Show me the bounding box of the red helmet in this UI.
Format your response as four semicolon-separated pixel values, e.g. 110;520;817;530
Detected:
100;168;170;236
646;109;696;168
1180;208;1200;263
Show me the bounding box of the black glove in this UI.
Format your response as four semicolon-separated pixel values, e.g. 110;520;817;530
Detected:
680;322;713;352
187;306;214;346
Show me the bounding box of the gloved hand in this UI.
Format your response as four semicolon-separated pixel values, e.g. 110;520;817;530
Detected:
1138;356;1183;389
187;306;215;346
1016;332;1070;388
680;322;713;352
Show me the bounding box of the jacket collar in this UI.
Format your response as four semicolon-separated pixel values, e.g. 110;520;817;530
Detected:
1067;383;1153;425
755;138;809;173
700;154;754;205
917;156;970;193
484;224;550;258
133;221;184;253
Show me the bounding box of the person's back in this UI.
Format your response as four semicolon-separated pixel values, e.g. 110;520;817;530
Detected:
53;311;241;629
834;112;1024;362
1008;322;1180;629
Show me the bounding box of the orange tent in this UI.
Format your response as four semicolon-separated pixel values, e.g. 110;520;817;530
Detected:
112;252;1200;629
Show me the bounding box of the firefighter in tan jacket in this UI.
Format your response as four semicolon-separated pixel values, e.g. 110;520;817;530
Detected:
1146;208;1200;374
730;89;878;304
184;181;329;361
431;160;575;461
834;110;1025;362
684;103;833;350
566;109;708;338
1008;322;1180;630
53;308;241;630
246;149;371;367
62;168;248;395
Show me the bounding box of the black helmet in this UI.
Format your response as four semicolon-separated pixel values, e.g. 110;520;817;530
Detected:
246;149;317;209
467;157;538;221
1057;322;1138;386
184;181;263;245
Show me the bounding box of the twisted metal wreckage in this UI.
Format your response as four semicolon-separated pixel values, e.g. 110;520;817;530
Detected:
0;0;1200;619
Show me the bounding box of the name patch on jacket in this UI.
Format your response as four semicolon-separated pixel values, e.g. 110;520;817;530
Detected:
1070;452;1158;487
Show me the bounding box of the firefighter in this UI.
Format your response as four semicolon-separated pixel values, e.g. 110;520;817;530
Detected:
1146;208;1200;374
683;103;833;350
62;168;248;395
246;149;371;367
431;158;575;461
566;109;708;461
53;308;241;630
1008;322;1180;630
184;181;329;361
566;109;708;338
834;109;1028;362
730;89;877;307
__________________________________________________
Description of the task. Copy out all of the records above word for word, changing and omitting nothing.

Written solution.
Show me the bounding box of the red helmet in this UI.
Format your response as four semicolon-separated pixel values, e.g. 110;520;817;530
Detected:
100;168;170;236
646;109;696;168
1180;208;1200;263
Show me the bounding box of the black glove in this UI.
Format your response as four semicolon-separated pixel values, e.g. 110;520;817;530
Detected:
680;322;713;352
187;306;214;346
Show me the bounding box of the gloved hand in this UI.
Format your response as four semicolon-separated pixel values, e.g. 110;520;817;530
Detected:
1138;356;1183;389
187;306;215;346
1016;332;1070;388
680;322;713;352
Show me the bounding box of the jacket collar in this UI.
Format your response as four semicolon-separated pixel values, e.g. 110;520;817;530
Detected:
1067;383;1153;425
755;138;809;173
700;154;754;205
917;156;970;193
484;224;550;258
133;221;184;253
Show me the bounding box of the person's back in this UI.
Format your response as four semicolon-separated pixel values, e.g. 110;520;817;530
Detected:
53;311;241;629
834;112;1024;362
1008;322;1180;629
Show me the bounding box of the orange tent in this UI.
Format your response as four semicolon-separated pixel values, e.g. 110;520;817;530
Detected:
112;252;1200;629
Show me the bounding box of the firefighter in tan jacket in this UI.
Format your response as four semicolon-separated pixel values, e.g. 110;520;817;530
Detected:
1146;208;1200;374
730;89;878;304
184;181;329;361
431;160;575;461
834;110;1025;362
684;103;833;350
566;109;708;338
1008;322;1180;630
53;308;241;630
246;149;371;367
62;168;248;395
Show me the bounding box of the black helmet in this UI.
Format your response as four semicolon-separated pixel values, e.g. 110;520;817;530
Detected:
246;149;317;209
467;157;538;221
1057;322;1138;386
184;181;263;245
Show me the bounding box of the twisted metal wreckage in this UI.
Format your response as four semicolon-separated pixel values, e.g. 110;520;817;530
Detected:
0;0;1200;619
Show me the bounding box of the name patch on jacket in this UI.
Format your response as four semicolon-separated pixel values, e.g. 110;520;817;530
Detected:
1070;452;1158;487
Show me the bounding box of the firefighter in this UI.
Format your response as four semicolon-separated pixel values, e.g. 110;520;817;530
Detected:
1146;208;1200;374
683;103;833;350
62;168;248;395
246;149;371;367
431;158;575;461
566;109;708;461
53;308;241;630
1008;322;1180;630
184;181;329;361
566;109;708;338
834;109;1028;362
730;89;877;307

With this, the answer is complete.